Goal: Could you render the entries between the lines holding "grass. If yes, indicate where." and "[352,571,1200,898]", inclusive, as a numbered list with blank lines omitted and the pictures left out?

Given records:
## Start

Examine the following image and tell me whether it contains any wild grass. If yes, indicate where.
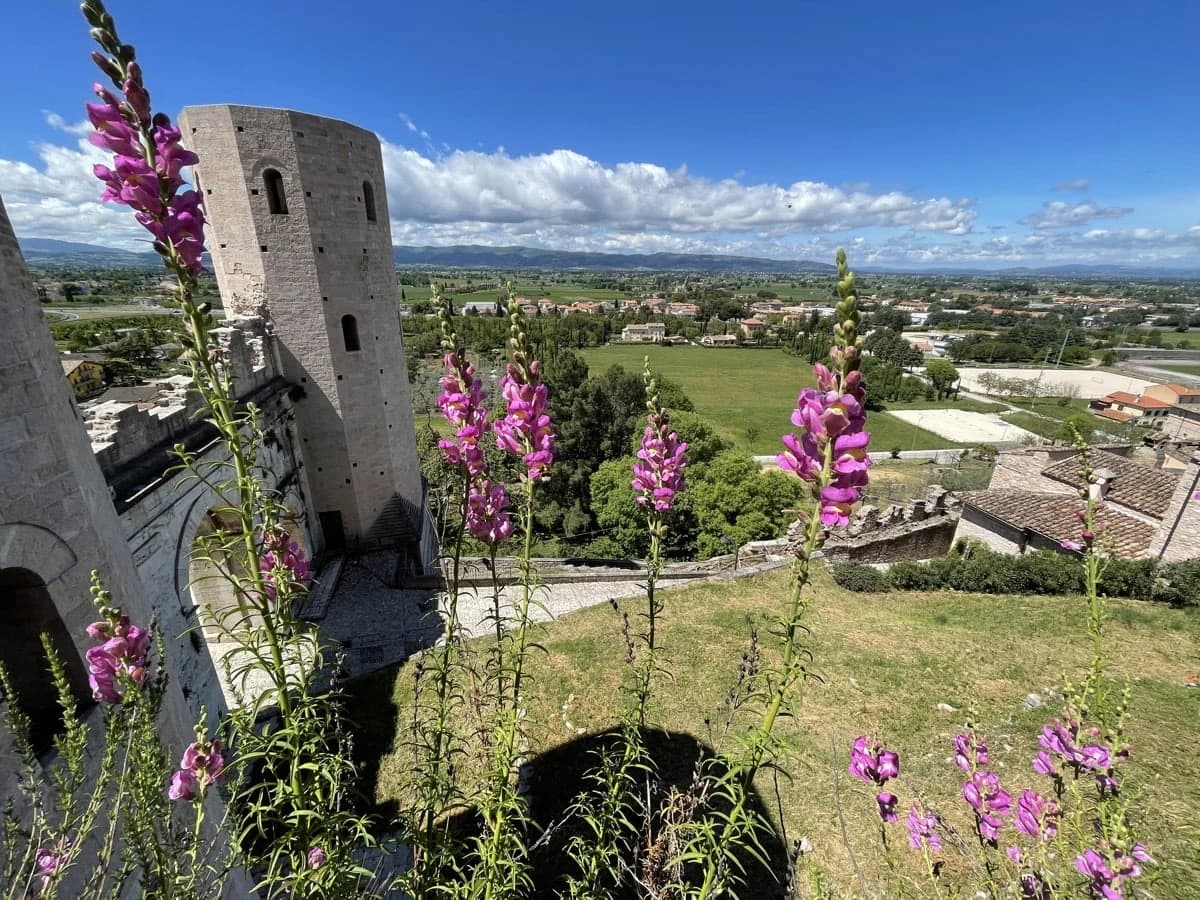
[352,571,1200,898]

## End
## Start

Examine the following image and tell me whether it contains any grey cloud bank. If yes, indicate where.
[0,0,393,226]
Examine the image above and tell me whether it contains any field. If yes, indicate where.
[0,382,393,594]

## End

Response:
1. Examine the following image and tell me whether it contains any wild grass. If yes, indicate where.
2. [352,571,1200,898]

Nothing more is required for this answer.